Report how many lines of the records below contain the string "speckled", with case counting. Give only the number.

-- Start Information given --

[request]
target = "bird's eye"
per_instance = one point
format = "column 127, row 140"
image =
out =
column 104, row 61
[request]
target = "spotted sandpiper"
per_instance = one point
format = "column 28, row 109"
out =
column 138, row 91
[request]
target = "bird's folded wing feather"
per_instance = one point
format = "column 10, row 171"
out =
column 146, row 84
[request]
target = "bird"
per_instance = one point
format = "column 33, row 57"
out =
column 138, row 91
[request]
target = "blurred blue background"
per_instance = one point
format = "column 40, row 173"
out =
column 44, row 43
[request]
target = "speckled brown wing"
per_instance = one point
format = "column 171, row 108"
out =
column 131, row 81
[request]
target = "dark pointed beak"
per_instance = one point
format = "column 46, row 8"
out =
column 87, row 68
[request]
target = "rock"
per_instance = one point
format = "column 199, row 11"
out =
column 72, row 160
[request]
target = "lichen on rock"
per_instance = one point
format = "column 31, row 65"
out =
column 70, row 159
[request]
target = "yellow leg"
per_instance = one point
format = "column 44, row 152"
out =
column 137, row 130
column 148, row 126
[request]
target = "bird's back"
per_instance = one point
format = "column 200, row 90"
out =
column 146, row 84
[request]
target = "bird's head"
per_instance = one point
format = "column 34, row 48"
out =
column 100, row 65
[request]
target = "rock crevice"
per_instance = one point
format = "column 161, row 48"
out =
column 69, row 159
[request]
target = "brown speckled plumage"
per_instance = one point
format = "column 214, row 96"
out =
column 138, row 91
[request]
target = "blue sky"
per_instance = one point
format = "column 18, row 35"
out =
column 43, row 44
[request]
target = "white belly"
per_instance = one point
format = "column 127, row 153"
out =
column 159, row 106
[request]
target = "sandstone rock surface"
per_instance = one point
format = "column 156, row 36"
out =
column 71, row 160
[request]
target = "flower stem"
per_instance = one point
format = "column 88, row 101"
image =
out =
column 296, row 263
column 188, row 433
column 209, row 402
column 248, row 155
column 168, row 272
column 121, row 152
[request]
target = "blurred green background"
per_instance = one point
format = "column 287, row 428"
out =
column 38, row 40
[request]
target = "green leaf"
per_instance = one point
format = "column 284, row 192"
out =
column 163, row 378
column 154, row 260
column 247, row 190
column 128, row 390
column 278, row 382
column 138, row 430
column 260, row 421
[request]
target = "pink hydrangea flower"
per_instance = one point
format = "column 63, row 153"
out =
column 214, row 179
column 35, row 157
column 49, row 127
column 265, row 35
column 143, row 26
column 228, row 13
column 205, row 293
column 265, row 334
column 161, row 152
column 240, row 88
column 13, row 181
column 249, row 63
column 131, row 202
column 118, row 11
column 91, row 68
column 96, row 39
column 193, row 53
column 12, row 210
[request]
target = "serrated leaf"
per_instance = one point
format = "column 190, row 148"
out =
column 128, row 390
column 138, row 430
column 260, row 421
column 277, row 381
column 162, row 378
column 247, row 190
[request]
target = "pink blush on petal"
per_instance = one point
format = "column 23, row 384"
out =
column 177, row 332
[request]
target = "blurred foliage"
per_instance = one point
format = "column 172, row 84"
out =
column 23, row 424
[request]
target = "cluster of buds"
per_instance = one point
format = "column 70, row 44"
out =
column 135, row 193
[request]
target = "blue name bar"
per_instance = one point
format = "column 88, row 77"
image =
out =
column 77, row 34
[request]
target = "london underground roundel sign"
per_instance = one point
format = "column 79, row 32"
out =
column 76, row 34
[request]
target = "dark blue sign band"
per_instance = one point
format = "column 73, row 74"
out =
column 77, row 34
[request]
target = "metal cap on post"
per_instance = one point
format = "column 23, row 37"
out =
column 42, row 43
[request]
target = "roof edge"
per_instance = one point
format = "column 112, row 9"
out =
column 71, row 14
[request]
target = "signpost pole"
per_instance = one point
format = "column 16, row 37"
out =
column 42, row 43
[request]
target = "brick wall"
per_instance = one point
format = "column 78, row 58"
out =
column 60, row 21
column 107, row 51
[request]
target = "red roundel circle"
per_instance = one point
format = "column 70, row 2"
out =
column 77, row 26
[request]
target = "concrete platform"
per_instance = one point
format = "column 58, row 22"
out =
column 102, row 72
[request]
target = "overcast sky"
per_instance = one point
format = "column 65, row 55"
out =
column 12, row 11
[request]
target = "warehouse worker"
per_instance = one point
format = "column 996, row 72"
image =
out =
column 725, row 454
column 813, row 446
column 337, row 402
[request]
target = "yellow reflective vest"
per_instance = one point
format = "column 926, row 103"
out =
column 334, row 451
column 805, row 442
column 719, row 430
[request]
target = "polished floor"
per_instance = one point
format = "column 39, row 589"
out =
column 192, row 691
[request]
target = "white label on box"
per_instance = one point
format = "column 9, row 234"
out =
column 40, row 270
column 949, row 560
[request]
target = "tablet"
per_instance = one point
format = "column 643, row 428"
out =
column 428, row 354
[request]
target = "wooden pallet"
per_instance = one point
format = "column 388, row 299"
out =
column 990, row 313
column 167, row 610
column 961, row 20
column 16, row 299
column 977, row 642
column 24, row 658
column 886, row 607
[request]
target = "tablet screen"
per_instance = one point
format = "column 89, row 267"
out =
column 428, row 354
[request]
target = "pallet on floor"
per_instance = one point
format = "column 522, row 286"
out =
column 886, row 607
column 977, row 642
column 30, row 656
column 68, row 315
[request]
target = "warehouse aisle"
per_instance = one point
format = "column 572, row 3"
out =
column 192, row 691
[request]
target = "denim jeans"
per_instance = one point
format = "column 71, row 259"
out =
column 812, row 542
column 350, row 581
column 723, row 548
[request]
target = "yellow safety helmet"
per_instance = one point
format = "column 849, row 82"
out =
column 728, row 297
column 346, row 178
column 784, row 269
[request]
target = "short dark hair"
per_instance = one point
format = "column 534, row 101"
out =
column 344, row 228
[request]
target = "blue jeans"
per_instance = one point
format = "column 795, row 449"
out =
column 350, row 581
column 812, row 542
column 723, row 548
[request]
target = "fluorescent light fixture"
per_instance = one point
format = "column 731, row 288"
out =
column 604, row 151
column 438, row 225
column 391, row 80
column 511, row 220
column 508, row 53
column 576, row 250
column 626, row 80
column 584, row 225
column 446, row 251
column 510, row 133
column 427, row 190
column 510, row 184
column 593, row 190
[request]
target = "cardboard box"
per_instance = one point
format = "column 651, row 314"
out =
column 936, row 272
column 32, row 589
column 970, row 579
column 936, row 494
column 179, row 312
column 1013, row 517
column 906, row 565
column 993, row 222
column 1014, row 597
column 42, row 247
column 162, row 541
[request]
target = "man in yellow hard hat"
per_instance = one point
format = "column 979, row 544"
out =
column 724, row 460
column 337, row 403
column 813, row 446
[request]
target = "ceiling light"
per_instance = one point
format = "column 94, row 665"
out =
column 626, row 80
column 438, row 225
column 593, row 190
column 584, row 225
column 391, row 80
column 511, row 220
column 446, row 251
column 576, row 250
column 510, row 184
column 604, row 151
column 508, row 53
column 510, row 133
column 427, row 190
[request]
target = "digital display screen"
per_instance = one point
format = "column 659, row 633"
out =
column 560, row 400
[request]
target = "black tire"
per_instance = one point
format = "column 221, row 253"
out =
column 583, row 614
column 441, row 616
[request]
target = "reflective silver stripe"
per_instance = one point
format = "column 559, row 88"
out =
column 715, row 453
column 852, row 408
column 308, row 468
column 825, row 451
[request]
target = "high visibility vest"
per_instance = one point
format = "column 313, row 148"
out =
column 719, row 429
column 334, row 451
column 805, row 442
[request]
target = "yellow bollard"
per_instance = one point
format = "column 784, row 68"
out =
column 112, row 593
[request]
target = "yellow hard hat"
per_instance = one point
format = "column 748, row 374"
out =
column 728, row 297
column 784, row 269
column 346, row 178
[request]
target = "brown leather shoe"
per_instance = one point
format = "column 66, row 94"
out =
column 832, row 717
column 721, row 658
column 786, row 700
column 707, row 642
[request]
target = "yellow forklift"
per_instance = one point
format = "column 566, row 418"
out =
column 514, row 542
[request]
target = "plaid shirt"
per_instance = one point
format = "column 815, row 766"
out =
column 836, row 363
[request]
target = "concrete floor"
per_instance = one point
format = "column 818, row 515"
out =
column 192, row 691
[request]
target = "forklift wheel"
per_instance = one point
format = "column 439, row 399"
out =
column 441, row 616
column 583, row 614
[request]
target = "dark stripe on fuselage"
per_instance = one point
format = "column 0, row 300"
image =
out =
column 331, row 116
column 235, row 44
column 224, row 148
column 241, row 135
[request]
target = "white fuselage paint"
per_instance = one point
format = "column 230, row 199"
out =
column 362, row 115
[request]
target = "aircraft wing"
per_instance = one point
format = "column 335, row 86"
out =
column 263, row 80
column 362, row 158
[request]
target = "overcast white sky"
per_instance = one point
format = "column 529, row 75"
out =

-- End Information given --

### [Task solution]
2